Reproduce verbatim the lines of the data below, starting at the line that contains "[pin] white runway marking -- one per line" and ending at the final line of the data.

[Listed records start]

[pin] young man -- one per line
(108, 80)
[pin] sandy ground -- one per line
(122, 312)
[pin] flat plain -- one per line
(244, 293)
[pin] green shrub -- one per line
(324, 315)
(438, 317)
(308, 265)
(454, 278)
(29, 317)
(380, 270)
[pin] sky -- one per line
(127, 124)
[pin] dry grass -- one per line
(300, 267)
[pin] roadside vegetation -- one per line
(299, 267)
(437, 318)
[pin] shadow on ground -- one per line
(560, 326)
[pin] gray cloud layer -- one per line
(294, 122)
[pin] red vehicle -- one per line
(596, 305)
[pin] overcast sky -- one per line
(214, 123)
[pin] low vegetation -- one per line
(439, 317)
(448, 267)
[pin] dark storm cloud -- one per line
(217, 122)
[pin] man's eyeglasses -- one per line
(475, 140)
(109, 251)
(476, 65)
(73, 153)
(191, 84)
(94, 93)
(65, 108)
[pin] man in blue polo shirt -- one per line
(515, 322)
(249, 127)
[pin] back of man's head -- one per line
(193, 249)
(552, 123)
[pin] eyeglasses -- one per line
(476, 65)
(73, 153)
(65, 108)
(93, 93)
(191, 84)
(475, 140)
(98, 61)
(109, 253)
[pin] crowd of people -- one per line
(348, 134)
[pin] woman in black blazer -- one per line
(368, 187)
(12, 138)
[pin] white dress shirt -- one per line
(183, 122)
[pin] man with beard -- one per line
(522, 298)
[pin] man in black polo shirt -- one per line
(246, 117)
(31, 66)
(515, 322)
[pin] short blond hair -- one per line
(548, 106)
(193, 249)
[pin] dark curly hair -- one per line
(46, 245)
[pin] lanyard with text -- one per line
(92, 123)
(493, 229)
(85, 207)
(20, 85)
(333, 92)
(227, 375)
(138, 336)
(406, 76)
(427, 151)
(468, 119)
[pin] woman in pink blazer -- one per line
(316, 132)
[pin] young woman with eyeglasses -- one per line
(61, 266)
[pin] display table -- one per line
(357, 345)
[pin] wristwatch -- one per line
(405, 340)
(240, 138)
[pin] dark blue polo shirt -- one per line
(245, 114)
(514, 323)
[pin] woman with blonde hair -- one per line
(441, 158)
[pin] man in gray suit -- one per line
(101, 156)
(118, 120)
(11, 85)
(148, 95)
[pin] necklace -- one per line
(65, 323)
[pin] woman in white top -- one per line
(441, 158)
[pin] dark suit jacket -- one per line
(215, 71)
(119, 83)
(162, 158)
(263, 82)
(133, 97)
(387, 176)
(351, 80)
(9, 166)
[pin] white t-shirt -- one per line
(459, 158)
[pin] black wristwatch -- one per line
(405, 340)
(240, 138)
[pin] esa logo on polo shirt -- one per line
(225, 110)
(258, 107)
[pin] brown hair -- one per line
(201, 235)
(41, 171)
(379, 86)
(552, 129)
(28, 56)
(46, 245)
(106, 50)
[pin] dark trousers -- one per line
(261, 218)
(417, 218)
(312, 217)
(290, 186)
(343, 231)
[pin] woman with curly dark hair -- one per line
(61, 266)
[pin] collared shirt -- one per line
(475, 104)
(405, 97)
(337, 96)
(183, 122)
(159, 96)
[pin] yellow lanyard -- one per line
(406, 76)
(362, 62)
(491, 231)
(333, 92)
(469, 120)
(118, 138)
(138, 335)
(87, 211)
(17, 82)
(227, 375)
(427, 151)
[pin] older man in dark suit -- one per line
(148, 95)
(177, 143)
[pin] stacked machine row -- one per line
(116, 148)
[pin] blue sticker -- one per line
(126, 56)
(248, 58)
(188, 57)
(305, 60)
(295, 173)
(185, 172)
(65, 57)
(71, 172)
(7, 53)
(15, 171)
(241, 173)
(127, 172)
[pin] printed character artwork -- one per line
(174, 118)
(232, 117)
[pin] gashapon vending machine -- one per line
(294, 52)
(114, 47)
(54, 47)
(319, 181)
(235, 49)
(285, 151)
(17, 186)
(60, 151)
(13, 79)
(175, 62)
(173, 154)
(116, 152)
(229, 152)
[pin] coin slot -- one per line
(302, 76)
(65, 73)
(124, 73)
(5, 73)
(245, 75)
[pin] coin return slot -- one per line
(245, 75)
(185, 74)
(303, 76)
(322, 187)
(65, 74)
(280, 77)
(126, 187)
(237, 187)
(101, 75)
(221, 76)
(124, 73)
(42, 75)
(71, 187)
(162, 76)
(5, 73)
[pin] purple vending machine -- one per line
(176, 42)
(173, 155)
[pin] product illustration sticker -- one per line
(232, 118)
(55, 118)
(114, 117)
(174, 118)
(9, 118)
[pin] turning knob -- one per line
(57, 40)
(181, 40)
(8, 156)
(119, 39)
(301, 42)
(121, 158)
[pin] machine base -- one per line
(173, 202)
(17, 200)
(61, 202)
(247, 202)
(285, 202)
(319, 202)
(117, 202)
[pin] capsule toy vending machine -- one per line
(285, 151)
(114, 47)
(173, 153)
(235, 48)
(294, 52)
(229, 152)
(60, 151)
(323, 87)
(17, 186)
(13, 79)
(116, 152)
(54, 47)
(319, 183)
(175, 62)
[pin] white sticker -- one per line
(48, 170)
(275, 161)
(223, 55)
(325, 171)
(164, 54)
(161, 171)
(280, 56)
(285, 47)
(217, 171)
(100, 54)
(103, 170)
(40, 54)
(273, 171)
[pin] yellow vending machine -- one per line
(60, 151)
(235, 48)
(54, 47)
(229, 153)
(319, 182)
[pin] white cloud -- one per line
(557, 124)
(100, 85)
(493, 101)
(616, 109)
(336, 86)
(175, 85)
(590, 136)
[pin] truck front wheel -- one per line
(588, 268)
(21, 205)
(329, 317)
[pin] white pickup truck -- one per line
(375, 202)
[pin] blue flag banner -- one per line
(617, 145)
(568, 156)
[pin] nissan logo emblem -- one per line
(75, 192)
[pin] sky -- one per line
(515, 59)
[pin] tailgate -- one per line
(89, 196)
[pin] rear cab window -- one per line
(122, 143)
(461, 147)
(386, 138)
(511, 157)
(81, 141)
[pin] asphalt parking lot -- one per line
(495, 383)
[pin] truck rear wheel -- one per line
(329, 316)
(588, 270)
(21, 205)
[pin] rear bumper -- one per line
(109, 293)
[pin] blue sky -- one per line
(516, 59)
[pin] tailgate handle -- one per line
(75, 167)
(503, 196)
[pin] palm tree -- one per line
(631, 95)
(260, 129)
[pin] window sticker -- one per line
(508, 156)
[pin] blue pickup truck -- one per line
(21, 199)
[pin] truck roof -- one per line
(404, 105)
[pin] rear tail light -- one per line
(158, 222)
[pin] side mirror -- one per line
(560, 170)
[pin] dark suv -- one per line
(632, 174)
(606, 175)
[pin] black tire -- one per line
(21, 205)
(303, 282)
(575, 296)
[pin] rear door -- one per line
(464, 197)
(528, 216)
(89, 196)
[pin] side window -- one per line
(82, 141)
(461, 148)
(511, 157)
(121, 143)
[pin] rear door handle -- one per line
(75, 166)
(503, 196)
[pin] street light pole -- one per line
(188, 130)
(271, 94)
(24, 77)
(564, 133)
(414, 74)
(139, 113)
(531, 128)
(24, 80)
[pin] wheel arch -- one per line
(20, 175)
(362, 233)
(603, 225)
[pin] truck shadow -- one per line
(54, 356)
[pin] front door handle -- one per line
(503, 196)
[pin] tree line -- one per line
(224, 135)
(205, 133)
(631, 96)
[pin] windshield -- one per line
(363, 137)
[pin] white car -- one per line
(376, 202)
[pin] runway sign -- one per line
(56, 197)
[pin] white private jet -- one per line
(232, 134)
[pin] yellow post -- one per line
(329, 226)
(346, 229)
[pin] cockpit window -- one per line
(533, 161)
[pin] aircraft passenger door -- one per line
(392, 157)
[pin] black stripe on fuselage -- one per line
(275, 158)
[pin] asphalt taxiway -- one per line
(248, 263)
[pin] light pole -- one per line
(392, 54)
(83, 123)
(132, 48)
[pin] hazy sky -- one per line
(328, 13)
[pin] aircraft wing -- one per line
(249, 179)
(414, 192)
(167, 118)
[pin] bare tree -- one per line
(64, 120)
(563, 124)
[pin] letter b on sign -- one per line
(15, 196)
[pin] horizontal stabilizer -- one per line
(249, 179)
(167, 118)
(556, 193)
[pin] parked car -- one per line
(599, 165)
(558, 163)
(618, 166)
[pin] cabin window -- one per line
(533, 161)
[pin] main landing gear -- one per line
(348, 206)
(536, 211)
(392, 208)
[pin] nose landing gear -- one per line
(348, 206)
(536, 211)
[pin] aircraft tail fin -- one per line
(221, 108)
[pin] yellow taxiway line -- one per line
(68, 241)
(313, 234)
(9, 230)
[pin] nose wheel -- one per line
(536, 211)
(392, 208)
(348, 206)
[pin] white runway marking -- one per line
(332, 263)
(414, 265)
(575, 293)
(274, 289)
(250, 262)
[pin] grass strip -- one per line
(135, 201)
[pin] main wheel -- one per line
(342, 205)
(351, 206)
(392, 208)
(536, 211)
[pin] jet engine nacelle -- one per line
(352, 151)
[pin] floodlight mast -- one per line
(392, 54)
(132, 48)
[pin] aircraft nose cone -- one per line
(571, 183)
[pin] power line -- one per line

[Listed records end]

Solution to this exercise:
[pin] white runway marking -- one per line
(332, 263)
(414, 265)
(575, 293)
(274, 289)
(250, 262)
[pin] grass strip -- one per line
(135, 201)
[pin] main wheel -- one per line
(342, 205)
(351, 206)
(392, 208)
(536, 211)
[pin] jet engine nacelle -- one per line
(352, 151)
[pin] floodlight mast -- one per line
(392, 54)
(132, 48)
[pin] aircraft nose cone -- one per line
(571, 183)
[pin] power line -- one per line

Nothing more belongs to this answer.